La politique d’asile et d’immigration a constitué l’un des points sensibles de la législature de l’arc-en-ciel. Régularisation des sans-papiers, expulsion, aide sociale en nature aux candidats réfugiés… C’est peu dire que ces différents thèmes ont suscité des « frictions » entre les composantes du gouvernement. Le point sur ce dossier chaud.


Le gouvernement Verhofstadt avait annoncé un train de mesures portant sur :
• l’élaboration d’un statut cohérent pour les personnes déplacées en raison d’une situation de guerre
• la mise en place d’une procédure de régularisation (accord de gouvernement, 7 juillet 1999)
• l’élaboration de mesures relatives aux éloignements volontaires et forcés d’étrangers ne se trouvant pas en situation régulière sur le territoire belge
• l’élaboration de mesures destinées à protéger le statut des mineurs en exil non accompagnés ou placés, avec leurs parents, dans un centre fermé
• la généralisation de l’aide sociale en nature aux candidats réfugiés, dans des centres spécialement affectés à cette tâche
• la mise sur pied d’un observatoire permanent de l’immigration (Conseil des ministres du 1er octobre 1999).
La philosophie globale de cette politique d’asile et d’immigration était présentée comme visant à défendre la personne dans les situations qui l’oppriment, à respecter le droit d’asile et à appliquer sans réserves la Convention de Genève en particulier pour les violences à l’encontre des femmes, et à étendre la protection aux personnes qui risquent des tortures, des traitements inhumains ou dégradants ou qui fuient des violations généralisées des droits de l’homme. Le gouvernement voulait également compléter ce dispositif par une protection temporaire en cas d’afflux massif de réfugiés. Pour rappel, la Convention de Genève précise que « toute personne craignant avec raison d’être persécutée du fait de sa race, de sa religion, de sa nationalité, de son appartenance à un certain groupe social ou de ses opinions politiques… ». Et l’article 3 de la Convention européenne des Droits de l’homme ajoute que « nul ne peut être soumis à la torture ni à des peines ou traitements inhumains ou dégradants ». L’arc-en-ciel s’est donc attaché à repenser la politique d’immigration en définissant de nouveaux critères sociaux et humains ainsi qu’une procédure permettant l’accès au séjour avec comme corollaire que le droit de séjour entraîne automatiquement le droit au travail. Le constat de départ était que l’immigration répond à l’exercice de droits fondamentaux (asile, regroupement familial) et qu’elle doit être organisée en fonction des besoins économiques (pénuries de main-d’œuvre), mais que ces deux objectifs ne peuvent encadrer suffisamment les flux migratoires. Il fallait donc mettre en place une possibilité d’immigration légale complémentaire aux statuts existant déjà.

■ Données fournies:
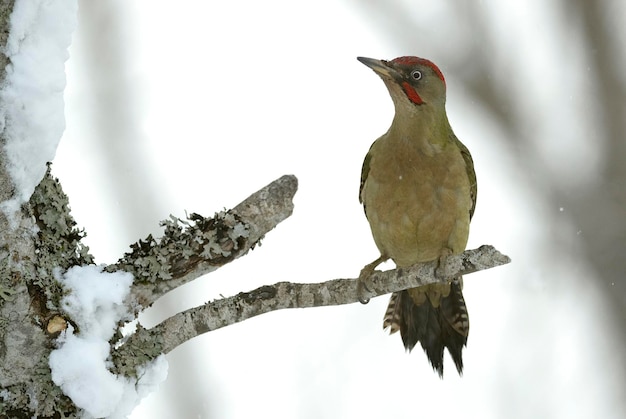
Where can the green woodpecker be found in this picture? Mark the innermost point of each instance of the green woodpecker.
(418, 189)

■ Votre objectif:
D'après le texte fourni, quel droit est automatiquement accordé avec le droit de séjour ?

■ Corrigé:
Le droit au travail.